*** EXERCISE MATERIAL ***

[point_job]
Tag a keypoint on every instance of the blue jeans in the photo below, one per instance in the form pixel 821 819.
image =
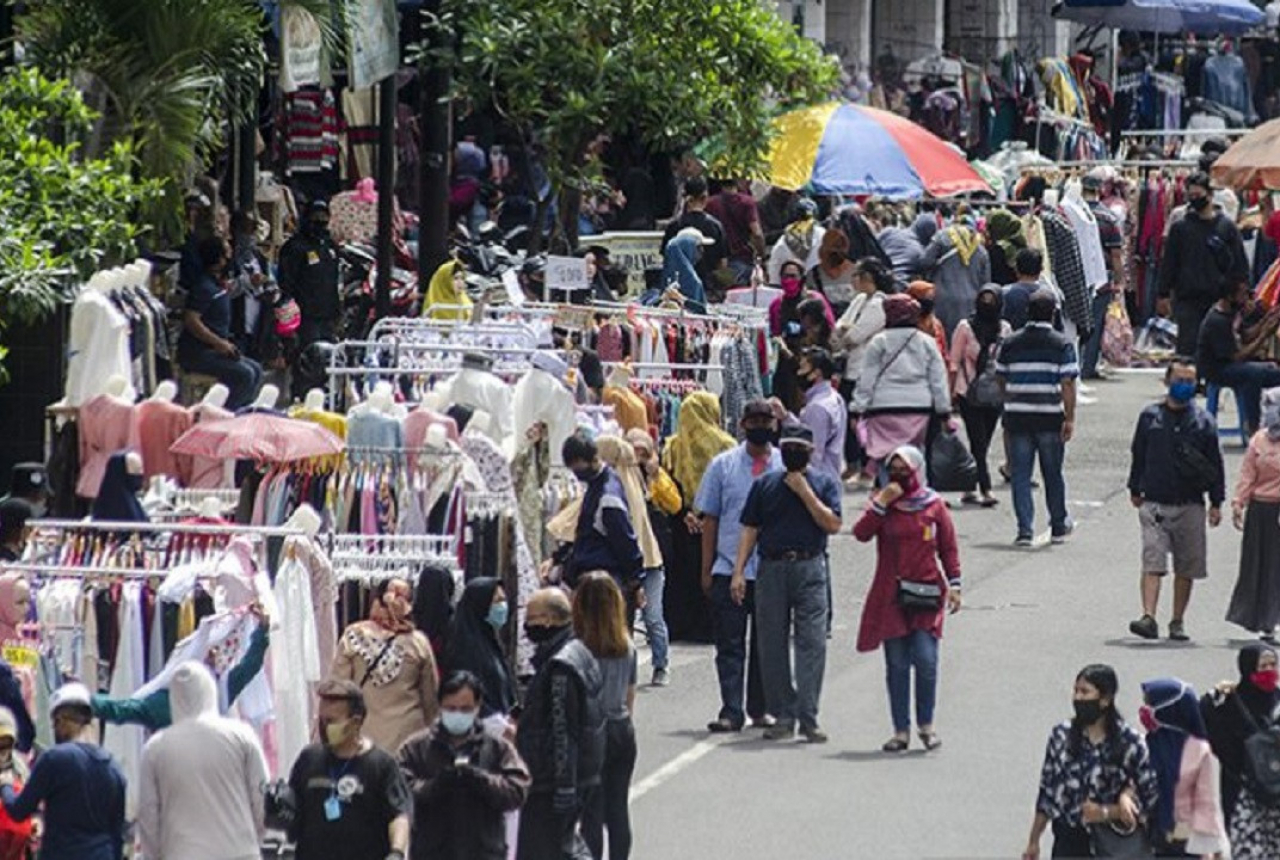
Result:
pixel 918 650
pixel 654 622
pixel 1023 451
pixel 1093 346
pixel 737 660
pixel 791 609
pixel 1249 379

*** End of EXERCISE MATERIAL ***

Print the data above exactly, minus pictures.

EXERCISE OUTPUT ::
[point_job]
Tag a keypoint on every instance of the blue jeans in the photo below, one per instance in the form pixel 821 819.
image =
Result:
pixel 918 650
pixel 654 622
pixel 1023 451
pixel 1093 346
pixel 737 660
pixel 791 609
pixel 1249 379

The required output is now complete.